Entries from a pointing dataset
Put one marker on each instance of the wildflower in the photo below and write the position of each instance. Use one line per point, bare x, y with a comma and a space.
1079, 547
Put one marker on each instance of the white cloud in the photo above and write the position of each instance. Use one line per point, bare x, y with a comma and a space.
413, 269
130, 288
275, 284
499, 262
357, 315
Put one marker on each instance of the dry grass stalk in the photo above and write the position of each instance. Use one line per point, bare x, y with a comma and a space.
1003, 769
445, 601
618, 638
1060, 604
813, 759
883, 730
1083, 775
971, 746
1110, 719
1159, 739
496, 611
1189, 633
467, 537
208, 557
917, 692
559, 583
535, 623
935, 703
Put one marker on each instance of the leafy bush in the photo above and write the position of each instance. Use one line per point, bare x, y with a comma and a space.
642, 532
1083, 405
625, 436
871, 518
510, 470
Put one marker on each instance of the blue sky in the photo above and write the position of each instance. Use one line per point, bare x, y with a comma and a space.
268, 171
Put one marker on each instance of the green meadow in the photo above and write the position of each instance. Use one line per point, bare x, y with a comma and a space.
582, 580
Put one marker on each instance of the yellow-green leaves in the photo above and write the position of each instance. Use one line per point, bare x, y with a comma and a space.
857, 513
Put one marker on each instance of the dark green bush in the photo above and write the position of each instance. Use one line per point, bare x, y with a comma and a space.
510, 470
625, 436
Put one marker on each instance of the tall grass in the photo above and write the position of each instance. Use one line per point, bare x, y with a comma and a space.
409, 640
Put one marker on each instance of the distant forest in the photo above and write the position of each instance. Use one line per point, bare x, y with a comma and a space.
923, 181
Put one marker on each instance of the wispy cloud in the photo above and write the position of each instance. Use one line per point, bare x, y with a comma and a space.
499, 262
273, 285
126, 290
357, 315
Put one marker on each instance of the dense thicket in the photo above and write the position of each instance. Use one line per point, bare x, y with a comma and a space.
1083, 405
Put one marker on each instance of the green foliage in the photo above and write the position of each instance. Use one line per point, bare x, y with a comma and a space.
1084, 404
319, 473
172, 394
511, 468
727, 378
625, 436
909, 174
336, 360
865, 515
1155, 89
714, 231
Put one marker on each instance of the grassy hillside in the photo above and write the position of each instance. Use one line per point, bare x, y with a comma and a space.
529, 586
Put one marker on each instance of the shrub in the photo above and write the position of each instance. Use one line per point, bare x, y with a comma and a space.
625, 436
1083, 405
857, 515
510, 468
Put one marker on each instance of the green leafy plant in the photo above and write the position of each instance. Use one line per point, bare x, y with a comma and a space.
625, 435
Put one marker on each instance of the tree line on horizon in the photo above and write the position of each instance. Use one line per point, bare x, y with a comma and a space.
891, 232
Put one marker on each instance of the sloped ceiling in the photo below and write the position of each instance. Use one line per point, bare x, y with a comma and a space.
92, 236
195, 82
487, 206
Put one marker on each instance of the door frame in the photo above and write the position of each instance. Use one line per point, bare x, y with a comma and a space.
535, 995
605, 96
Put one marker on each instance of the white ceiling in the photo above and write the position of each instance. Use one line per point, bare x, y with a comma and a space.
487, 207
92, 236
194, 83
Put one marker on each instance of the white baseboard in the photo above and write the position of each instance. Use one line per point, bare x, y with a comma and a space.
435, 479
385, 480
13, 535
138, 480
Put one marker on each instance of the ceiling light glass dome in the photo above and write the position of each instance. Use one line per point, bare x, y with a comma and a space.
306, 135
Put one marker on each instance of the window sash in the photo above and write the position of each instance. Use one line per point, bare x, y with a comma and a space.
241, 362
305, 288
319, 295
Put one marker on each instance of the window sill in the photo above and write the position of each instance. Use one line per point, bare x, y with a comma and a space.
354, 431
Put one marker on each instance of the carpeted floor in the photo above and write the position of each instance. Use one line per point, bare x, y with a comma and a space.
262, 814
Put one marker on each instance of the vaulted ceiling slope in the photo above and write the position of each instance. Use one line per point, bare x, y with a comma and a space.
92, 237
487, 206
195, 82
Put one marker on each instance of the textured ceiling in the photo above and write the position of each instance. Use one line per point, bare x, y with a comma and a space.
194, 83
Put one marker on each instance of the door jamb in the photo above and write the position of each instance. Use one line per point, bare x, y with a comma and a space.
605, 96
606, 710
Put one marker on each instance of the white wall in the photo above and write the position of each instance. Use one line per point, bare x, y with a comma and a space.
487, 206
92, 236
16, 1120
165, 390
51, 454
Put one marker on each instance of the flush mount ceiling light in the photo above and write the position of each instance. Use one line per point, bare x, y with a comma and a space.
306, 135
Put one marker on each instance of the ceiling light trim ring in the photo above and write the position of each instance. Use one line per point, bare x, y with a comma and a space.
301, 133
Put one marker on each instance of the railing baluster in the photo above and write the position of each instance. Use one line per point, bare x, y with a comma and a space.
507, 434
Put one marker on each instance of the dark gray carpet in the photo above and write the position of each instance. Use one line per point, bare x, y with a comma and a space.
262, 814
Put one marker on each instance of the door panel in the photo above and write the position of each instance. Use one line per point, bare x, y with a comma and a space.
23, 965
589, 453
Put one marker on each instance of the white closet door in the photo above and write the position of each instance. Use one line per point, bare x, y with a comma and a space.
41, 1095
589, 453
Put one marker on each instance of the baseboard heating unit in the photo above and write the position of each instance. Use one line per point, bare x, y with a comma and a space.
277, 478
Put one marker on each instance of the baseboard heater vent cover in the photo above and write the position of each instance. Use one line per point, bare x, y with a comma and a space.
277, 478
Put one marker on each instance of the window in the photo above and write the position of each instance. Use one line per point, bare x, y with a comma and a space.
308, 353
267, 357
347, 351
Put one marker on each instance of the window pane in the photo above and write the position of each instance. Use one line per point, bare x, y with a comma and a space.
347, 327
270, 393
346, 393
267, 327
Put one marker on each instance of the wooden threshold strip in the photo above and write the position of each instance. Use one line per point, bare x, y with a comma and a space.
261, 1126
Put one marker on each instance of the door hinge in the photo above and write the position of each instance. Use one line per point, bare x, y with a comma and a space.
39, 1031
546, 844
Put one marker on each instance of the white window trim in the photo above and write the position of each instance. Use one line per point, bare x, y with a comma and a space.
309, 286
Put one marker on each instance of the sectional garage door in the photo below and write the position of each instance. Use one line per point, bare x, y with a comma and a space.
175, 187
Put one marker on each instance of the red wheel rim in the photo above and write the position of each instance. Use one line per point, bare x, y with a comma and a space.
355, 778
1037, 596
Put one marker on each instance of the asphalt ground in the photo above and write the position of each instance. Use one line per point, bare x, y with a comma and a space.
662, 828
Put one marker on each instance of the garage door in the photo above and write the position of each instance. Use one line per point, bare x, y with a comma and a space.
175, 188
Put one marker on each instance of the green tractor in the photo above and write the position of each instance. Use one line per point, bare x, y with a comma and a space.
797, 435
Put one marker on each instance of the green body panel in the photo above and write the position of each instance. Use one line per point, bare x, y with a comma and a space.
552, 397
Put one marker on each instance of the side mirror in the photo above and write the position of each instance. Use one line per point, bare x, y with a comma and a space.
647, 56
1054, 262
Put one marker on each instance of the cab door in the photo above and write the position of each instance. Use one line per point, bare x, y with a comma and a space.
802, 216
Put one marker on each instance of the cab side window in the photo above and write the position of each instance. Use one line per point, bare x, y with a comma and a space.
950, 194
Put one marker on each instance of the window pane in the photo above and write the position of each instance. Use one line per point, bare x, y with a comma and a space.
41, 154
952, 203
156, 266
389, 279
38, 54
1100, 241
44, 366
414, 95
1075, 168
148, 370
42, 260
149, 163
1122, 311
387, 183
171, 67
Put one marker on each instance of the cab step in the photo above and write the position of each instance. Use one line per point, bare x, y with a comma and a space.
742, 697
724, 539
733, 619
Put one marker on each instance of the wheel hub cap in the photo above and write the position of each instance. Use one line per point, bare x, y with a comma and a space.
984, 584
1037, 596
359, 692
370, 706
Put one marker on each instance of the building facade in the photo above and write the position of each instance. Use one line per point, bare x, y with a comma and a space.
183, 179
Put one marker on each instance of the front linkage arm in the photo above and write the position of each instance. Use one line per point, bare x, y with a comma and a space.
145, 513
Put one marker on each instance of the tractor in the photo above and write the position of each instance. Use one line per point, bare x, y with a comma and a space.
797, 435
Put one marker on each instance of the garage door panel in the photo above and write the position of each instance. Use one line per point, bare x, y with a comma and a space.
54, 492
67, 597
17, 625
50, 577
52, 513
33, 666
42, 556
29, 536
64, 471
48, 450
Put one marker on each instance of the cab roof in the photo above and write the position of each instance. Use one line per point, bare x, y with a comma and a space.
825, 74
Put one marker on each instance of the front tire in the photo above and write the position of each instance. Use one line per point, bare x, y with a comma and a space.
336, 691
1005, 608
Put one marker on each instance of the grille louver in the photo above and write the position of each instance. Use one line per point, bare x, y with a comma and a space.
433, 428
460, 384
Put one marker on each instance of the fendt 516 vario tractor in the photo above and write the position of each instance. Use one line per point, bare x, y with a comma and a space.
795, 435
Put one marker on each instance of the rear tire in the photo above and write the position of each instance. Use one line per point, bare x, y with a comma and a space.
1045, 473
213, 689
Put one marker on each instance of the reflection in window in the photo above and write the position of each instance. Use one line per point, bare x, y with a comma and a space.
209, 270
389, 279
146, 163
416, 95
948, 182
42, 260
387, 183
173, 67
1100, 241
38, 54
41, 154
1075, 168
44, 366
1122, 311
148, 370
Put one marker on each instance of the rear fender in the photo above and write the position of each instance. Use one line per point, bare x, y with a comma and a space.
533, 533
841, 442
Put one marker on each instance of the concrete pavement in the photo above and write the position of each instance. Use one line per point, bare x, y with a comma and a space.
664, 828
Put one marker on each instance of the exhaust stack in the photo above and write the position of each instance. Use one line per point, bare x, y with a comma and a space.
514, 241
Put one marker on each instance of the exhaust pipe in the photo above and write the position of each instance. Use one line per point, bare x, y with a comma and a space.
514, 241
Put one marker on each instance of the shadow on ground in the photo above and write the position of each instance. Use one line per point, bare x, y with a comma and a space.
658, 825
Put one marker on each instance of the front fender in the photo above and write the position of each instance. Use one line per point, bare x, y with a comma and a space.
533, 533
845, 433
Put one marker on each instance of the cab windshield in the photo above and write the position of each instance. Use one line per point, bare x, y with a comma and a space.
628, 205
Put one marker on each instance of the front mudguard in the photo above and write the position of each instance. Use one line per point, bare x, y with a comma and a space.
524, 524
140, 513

▸ **Your instructions**:
Output, unchanged, the lines from the line with "Put one marker on each instance of the exhaust pipe" through the final line of the material.

▸ **Exercise result**:
Put one marker on each instance of the exhaust pipe in the photo above and write the position of each instance. Use one line per point, bare x, y with a comma and a space.
514, 241
Put one marker on each instance of the shadow on ground in the photo above and write the position of each instance. Use one line per point, bare x, y with a comma and a space.
658, 825
Put one marker on each instance of the front fender in the photo above and write the position of each instance. Use one line per point, bare x, y with a comma and a space.
533, 533
845, 433
Put one marker on each instance of the cab windshield in the photo above and write the position of each instance. Use one line per point, bare x, y with a comma and a space.
628, 205
Put one marker on each instance of the front mudguard in the photo above and write the position of each instance. Use one line per point, bare x, y with a comma and a space.
524, 524
140, 513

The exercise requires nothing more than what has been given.